Each entry below has to be written out again without any change.

START Extracted material

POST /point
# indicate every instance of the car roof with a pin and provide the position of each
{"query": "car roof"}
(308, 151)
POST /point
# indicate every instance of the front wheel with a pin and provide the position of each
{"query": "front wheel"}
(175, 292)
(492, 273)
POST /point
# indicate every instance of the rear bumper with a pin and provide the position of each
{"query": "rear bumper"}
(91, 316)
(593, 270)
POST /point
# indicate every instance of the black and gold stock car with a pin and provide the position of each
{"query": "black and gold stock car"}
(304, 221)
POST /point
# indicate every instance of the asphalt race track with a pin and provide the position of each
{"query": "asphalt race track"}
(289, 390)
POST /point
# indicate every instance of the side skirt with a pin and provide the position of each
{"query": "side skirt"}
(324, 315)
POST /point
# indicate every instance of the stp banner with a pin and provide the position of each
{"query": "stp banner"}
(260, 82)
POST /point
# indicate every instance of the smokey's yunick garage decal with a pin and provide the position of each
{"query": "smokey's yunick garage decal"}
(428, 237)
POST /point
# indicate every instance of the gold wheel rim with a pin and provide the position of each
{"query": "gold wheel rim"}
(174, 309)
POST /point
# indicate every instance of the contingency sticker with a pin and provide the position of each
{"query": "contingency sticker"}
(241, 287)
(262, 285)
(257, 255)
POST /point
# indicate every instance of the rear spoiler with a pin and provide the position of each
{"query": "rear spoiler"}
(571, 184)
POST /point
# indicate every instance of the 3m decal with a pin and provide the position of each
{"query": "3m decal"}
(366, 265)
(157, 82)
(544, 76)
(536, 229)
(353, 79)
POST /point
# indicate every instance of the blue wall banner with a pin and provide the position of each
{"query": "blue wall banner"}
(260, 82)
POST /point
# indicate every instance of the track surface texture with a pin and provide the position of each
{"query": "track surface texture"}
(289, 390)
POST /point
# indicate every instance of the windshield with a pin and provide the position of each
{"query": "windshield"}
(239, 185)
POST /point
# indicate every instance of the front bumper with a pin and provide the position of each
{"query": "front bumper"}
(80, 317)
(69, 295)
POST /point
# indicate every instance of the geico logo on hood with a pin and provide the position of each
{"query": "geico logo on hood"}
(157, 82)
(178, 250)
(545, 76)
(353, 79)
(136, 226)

END Extracted material

(Answer to the exercise):
POST /point
# indicate every instance of the car roof with a pin and provide the position of each
{"query": "car roof"}
(308, 151)
POST /point
# indicate every instance of the front wheel with a pin and provide the position of each
{"query": "front wheel"}
(175, 292)
(492, 273)
POST /point
# indicate every instance of the rear bumper with a pin and provide the position of each
{"query": "rear bumper"}
(91, 316)
(593, 270)
POST /point
# indicate every instance of the black and gold stock car with a pin and provide the position of each
{"query": "black and gold stock car"}
(304, 221)
POST /point
# indicate every instance of the asphalt race track with a pin and provide the position of each
{"query": "asphalt race track"}
(289, 390)
POST /point
# indicate every instance of the side skirt with a pin and provide the position of each
{"query": "side skirt"}
(324, 315)
POST /point
# indicate every instance of the stp banner with a pin and provide the position of each
{"query": "stp banner"}
(260, 82)
POST /point
# indicate every instance of the smokey's yunick garage decal with a pin and provide the position of each
{"query": "smokey's yunick garage decal"}
(428, 237)
POST /point
# indicate every instance of the gold wheel rim with a pin and provide the position of each
{"query": "gold wheel rim"}
(174, 309)
POST /point
# indicate every instance of the contingency sticker with a pin and provide the position of each
{"query": "contingency sticker"}
(241, 287)
(262, 285)
(257, 255)
POST /point
# indicate every instance of the rear spoiler with a pin and provide the position of each
{"query": "rear spoiler"}
(571, 184)
POST /point
# indicate every instance of the 3m decal with a pin and provide the position of each
{"query": "3m decal"}
(366, 265)
(157, 82)
(544, 76)
(536, 229)
(353, 79)
POST /point
# indicate every instance of the blue wall banner with a pin and provide the position of each
{"query": "blue wall banner"}
(260, 82)
POST /point
# indicate every instance of the track surface texture with a pin and provide the position of each
{"query": "track surface texture"}
(289, 390)
POST /point
# indicate every instance of the windshield with a pin and provide the position of each
{"query": "windshield"}
(239, 185)
POST /point
# indicate every instance of the front bumper with a pin and provide the position of each
{"query": "front bumper"}
(80, 317)
(69, 295)
POST /point
# indicate every instance of the geico logo on hood with a pin and provide the position of each
{"query": "geico logo on hood"}
(157, 82)
(178, 250)
(545, 76)
(353, 79)
(136, 226)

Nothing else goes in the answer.